- **Complete the following**
[1] In the geometry proof text, the argument that begins "Let $M$ be the midpoint of the arc" states several triangles to be similar. Name every triangle in that argument that is stated to be similar to another triangle.
[2] Pick up the geometry proof text at the point where it stops, and write what comes next.

- **Page**
-- Start --
Let $I$ be the incenter. Let $DX$ intersect the incircle at $J$, and the tangent to incircle at $J$ intersect $BC$ at $K$. Note that the circles $ATFIE$ and $BIE$ are tangent to each other at $I$ since their centers both lie on $AI$. Thus the common tangent to these two circles is parallel to $EF$. But $IK\perp JD$ and $JD\perp FE$. So $IK$ is this common tangent. So the radical axes of circles $AFIE, BIE, ABC$ concur, ie. $AT,BC,IK$ are concurrent. But $K\in BC$, so $K,T,A$ collinear. Now let $EF\cap JD=H$. With respect to the incircle, $EF,JD$ are polars of $A,K$ respectively. Thus the polar of $H$ is $AK$, thus $IH\perp AK$. If $IH\cap AK=T'$, then obviously $T'$ lies on circle $AFIE$. Thus $T'\equiv T$, and $T,H,I$ collinear. Now \[\angle FTH=\angle FTI=\angle FAI=\angle FXH\] Thus $T,F,H,X$ are concyclic, and $TX\perp TF$, as desired.

Let $M$ be the midpoint of the arc $BC$ on $(ABC)$ not containing $A$. Clearly $\angle AFT=\angle AIT=\angle AET\implies\angle BFT=\angle MIT=\angle CET$. Also $\angle AFT=\angle ABT=\angle ACT$. And so $\triangle TFB\sim\triangle TIM\sim\triangle TEC$. Now $BD=BF$ and $CD=CE$ imply that $\frac{BD}{DC}=\frac{BF}{CE}=\frac{BT}{TC}$ since $\triangle TFB\sim\triangle TEC$. And so by the converse of the angle bisector theorem, $TD$ is the angle bisector of $\angle BTC$ and so $T,D,M$ are collinear. Now let $G$ be the foot of the perpendicular from $D$ to $EF$. Angle chasing shows $\triangle GDE\sim\triangle DBI$ and $\triangle GDF\sim\triangle DCI$. Therefore $\frac{BD}{DI}=\frac{DG}{GE}$ and $\frac{CD}{DI}=\frac{DG}{GF}$ and thus $GE\cdot BD=DG\cdot DI=CD\cdot GF$ which implies $\frac{GF}{GE}=\frac{BD}{CD}=\frac{BF}{EC}$ since $BD=BF$ and $CD=CE$. But $\triangle TFB\sim\triangle TEC$ so $\frac{GF}{GE}=\frac{BF}{EC}=\frac{FT}{TE}$ and so by the converse of the angle bisector theorem, $TG$ bisects angle $FTE$. Then $\angle GTF=\frac{1}{2}\angle FTE=\frac{1}{2}A=\angle FAI=\angle FXG$ since of course $AI||XG$. Thus $CTGF$ is cyclic and so $\angle XTF=\angle XGF=90^{\circ}$.
-- End --
- **Dataset entries**
-- Start --
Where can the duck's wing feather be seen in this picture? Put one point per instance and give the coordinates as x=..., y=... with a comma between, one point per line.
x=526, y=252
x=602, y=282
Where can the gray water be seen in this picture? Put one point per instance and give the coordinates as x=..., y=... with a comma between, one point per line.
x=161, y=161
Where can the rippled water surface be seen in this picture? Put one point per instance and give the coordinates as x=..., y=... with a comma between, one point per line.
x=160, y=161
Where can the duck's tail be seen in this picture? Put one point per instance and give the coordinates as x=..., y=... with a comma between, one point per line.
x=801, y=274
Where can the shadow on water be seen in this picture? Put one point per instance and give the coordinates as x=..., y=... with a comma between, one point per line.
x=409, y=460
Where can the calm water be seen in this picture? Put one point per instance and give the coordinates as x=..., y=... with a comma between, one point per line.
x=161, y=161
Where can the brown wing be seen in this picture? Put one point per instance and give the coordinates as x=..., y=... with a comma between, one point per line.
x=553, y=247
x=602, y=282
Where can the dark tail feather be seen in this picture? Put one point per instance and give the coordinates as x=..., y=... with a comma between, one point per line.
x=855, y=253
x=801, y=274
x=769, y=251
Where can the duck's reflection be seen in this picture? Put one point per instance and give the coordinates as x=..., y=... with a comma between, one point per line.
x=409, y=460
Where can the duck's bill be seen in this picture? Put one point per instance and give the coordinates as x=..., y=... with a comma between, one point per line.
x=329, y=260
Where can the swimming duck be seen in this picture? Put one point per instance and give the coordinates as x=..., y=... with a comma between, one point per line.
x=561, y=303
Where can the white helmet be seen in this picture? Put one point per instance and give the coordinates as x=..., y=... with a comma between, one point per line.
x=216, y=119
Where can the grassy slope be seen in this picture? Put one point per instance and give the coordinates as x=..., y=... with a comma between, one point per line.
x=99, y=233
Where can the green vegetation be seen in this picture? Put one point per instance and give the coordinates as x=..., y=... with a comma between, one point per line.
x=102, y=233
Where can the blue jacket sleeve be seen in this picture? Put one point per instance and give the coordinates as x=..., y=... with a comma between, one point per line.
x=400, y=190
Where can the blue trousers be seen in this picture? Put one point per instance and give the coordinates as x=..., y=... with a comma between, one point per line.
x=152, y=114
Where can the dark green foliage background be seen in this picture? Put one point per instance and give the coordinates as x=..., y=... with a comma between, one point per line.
-- End --
-- Start --
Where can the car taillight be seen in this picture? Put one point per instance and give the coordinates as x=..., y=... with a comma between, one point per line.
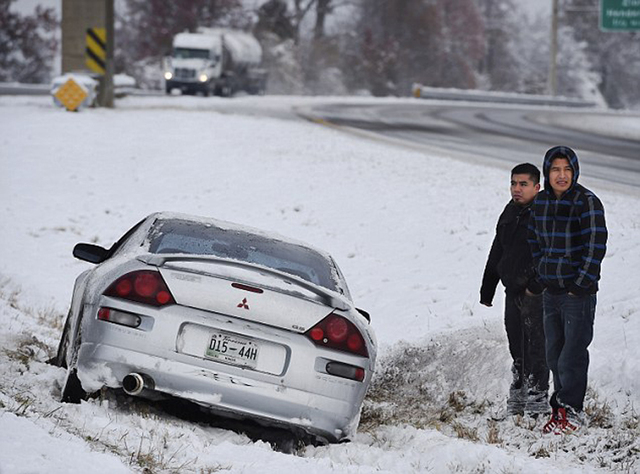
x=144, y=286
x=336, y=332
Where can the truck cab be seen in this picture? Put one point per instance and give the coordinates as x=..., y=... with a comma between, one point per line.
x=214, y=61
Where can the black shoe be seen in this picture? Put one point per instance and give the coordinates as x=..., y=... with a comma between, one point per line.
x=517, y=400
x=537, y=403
-- End --
-- Start --
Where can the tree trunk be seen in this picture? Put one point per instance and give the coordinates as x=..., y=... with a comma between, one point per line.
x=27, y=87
-- End --
- **Set of answers**
[1] $\triangle TFB$, $\triangle TIM$, $\triangle TEC$, $\triangle GDE$, $\triangle DBI$, $\triangle GDF$, $\triangle DCI$

[2]
Let $Y$ be the antipode of $A$ with respect to the circumcircle of $ABC$. Let $Z$ be the foot of the perpendicular from $D$ to $EF$. Note that $TFIEA$ is cyclic. Hence $\angle FTI = \frac{1}{2} \angle BAC$. $TX \perp TF \Leftrightarrow TFZX$ cyclic $\Leftrightarrow \angle FTZ = \angle FXZ = \frac{1}{2} \angle BAC \Leftrightarrow T, Z, I$ collinear. Note that $Y, I, T$ are collinear so we want to prove that $Y, I, Z$ are collinear. To do this I used complex numbers. Set the incircle to be the unit circle and represent the complex number of a point by its lower case affix. It is well known that $z=\frac{1}{2} (d+e+f-\frac{ef}{d}) \implies \frac{z}{\overline{z}} = \frac{def(d+e+f)-e^2f^2}{de+ef+fd-d^2}$. It is also a well known complex number result that $o=\frac{2def(d+e+f)}{(d+e)(e+f)(f+d)} \implies y= \frac{4def(d+e+f)-2ef(d+e)(f+d)}{(d+e)(e+f)(f+d)} \implies \frac{y}{\overline{y}} = \frac{ef(d^2+de+df-ef)}{de+ef+df-d^2}=\frac{z}{\overline{z}}$ so we are done.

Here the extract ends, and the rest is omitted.